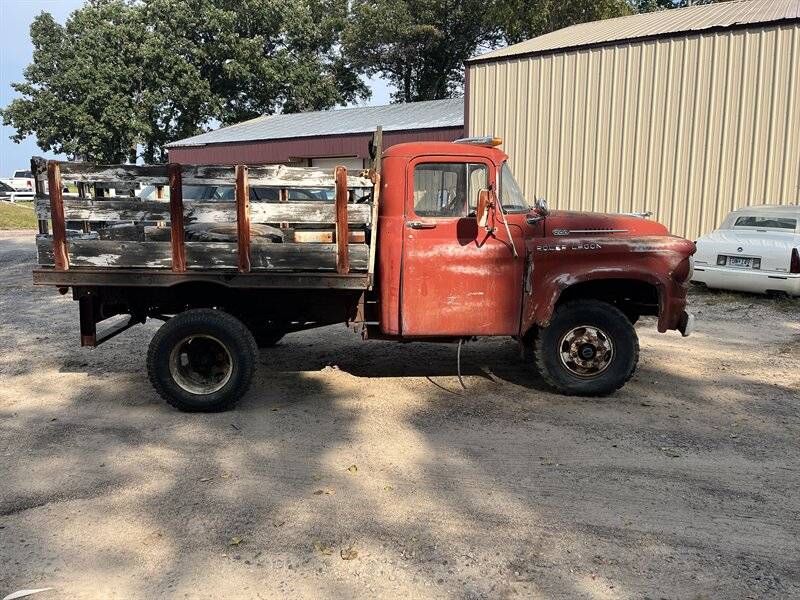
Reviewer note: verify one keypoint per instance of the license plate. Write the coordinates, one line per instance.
(739, 261)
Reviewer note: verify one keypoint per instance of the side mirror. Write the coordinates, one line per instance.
(485, 204)
(541, 207)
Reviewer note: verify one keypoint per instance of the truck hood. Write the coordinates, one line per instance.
(583, 224)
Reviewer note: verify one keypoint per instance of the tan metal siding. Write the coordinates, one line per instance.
(688, 127)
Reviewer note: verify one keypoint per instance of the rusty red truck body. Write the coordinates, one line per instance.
(442, 247)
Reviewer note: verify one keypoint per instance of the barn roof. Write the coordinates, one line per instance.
(432, 114)
(721, 15)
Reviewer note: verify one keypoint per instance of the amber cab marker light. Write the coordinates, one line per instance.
(488, 141)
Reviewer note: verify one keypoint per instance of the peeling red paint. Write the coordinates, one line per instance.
(438, 282)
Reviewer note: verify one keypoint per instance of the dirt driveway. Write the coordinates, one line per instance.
(362, 469)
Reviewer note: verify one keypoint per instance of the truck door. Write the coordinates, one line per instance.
(456, 279)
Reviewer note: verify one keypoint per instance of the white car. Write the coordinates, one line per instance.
(9, 194)
(757, 249)
(21, 181)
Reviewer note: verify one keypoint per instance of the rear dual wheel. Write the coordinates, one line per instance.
(202, 360)
(590, 348)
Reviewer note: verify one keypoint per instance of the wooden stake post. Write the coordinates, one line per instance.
(243, 218)
(176, 218)
(60, 257)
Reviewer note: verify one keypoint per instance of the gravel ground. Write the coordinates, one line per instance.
(362, 469)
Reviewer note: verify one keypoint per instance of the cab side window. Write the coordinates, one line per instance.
(447, 189)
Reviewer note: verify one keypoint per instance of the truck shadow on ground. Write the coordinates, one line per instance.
(533, 499)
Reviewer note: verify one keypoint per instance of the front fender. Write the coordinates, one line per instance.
(555, 264)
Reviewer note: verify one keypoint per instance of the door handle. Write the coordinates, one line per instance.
(420, 225)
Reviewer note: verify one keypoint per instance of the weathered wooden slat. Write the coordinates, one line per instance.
(326, 236)
(264, 256)
(60, 257)
(89, 172)
(243, 218)
(177, 236)
(342, 231)
(76, 209)
(277, 176)
(39, 172)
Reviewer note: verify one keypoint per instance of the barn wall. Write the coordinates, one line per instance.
(289, 150)
(688, 127)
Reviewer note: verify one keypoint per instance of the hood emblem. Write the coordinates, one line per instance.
(569, 231)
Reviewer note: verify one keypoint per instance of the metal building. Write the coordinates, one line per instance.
(323, 138)
(686, 113)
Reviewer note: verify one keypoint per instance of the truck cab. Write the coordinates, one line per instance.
(452, 264)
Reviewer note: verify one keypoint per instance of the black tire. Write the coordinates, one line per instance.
(606, 332)
(223, 360)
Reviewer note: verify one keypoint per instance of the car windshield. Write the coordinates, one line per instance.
(764, 222)
(510, 195)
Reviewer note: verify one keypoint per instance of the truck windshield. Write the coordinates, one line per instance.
(510, 195)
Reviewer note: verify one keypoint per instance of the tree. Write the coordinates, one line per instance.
(122, 78)
(417, 46)
(524, 19)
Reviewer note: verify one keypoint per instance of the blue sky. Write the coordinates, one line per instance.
(16, 52)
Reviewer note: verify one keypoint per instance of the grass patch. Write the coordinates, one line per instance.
(19, 215)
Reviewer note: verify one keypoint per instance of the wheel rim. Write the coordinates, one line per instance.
(586, 351)
(200, 364)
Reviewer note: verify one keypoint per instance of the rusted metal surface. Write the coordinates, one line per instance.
(144, 278)
(60, 258)
(88, 319)
(342, 231)
(176, 218)
(243, 218)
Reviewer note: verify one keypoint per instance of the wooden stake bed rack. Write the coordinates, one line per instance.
(321, 244)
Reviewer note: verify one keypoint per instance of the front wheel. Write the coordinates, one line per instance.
(202, 360)
(589, 348)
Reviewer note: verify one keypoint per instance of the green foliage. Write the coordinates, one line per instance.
(524, 19)
(419, 46)
(17, 216)
(122, 78)
(128, 75)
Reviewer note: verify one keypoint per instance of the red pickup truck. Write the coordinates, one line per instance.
(436, 243)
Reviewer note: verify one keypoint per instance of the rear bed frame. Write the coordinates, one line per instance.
(336, 260)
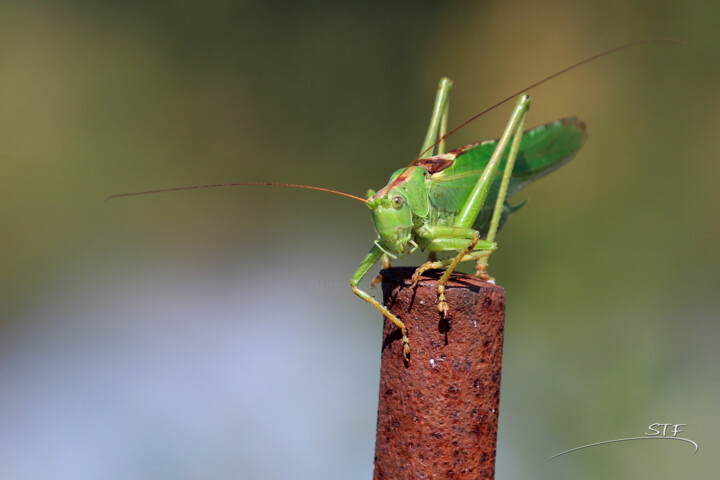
━━━━
Select and copy every line of the records that contains the word "wooden".

Reviewer note: verify one keypoint per instance of the wooden stake post. Write the coordinates, one line per instance.
Reviewer note: verify one keypoint per instance of the weathered wooden slat. Write the coordinates, one line per instance.
Reviewer note: verify one keypoint per instance of the wooden stake bed rack. Write the coordinates, one line per instance.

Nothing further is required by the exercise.